§ Task objective
Please copy every line of the data below without changing anything.

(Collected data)
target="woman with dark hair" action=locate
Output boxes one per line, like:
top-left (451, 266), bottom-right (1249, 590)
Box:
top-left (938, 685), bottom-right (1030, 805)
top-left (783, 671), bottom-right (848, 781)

§ Response to this task
target="woman with dark hair" action=locate
Output boxes one per line, like:
top-left (451, 266), bottom-right (1249, 590)
Box:
top-left (938, 685), bottom-right (1030, 805)
top-left (783, 671), bottom-right (848, 781)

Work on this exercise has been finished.